Il pilastro delle politiche sociali

Credo che oggi ci sia un bisogno acuto di promuovere una lettura condivisa dei bisogni sociali del nostro paese a partire da una discussione che nei territori attivi la comunità competente. Abbiamo bisogno di comprendere e condividere i bisogni nuovi dei nostri bambini, dei nostri adolescenti per favorire la loro crescita, socializzazione, formazione e fornire gli interventi adeguati; abbiamo bisogno di aggiornare una lettura condivisa di cosa significhi oggi invecchiamento, di come promuovere l’invecchiamento attivo, di come prevenire, rallentare e prendere in carico la non autosufficienza; aggiornare i bisogni delle famiglie nell’esercizio della normale e quotidiana funzione di cura ed educativa.

Descrizioni di regioni in linguaggio naturale:

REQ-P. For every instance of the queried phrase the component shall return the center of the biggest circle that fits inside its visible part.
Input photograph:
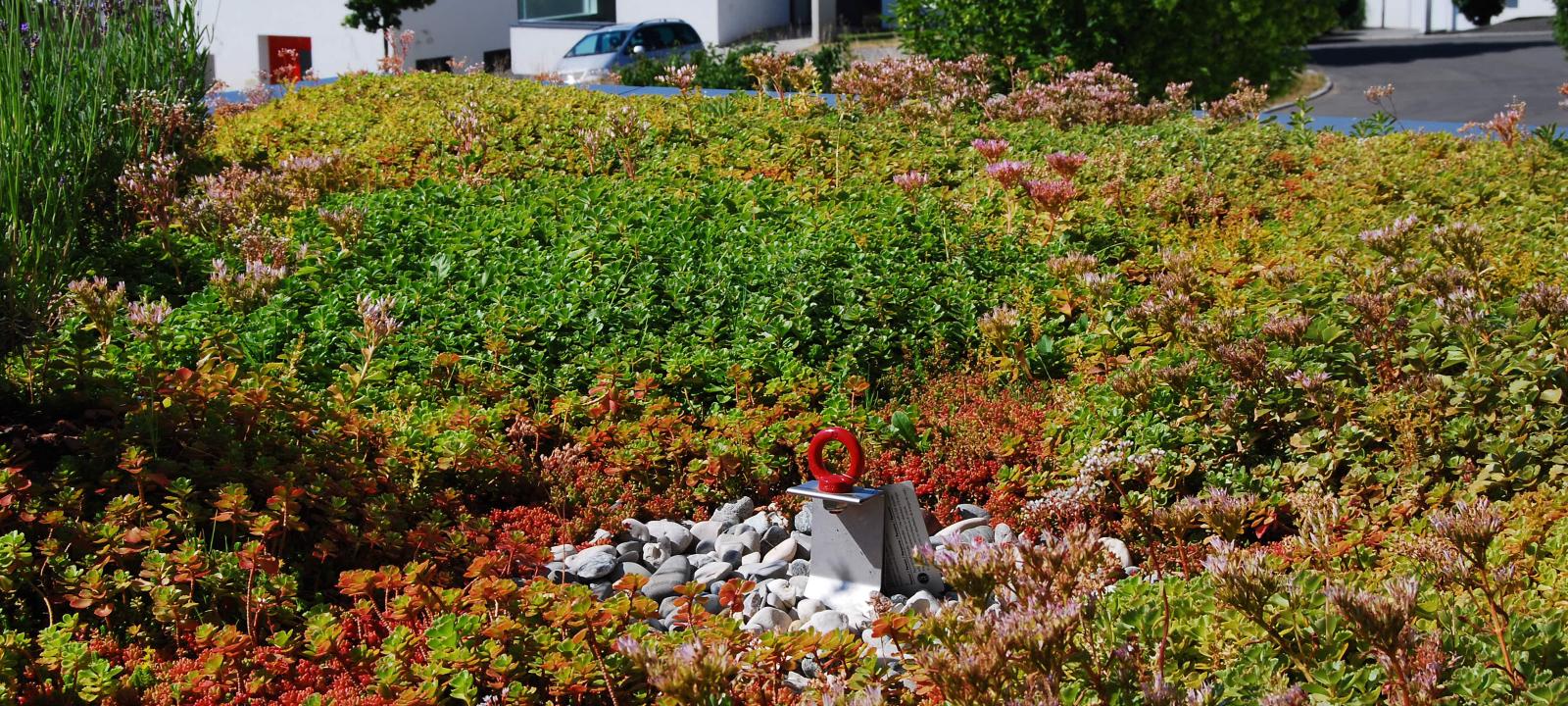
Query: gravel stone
(676, 533)
(656, 554)
(734, 512)
(762, 572)
(1118, 549)
(674, 572)
(828, 622)
(783, 553)
(758, 522)
(956, 530)
(984, 533)
(773, 537)
(635, 569)
(804, 541)
(968, 510)
(804, 520)
(635, 530)
(921, 603)
(712, 572)
(708, 530)
(768, 620)
(593, 564)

> [Attività da svolgere]: Traduca in inglese questa frase del brano sulle politiche sociali: «Credo che oggi ci sia un bisogno acuto di promuovere una lettura condivisa dei bisogni sociali del nostro paese a partire da una discussione che nei territori attivi la comunità competente.» I record riportati non occorrono ai fini del lavoro richiesto.

> [Risposta attesa]: I believe that today there is an acute need to promote a shared understanding of our country's social needs, starting from a discussion that engages the relevant community at the local level.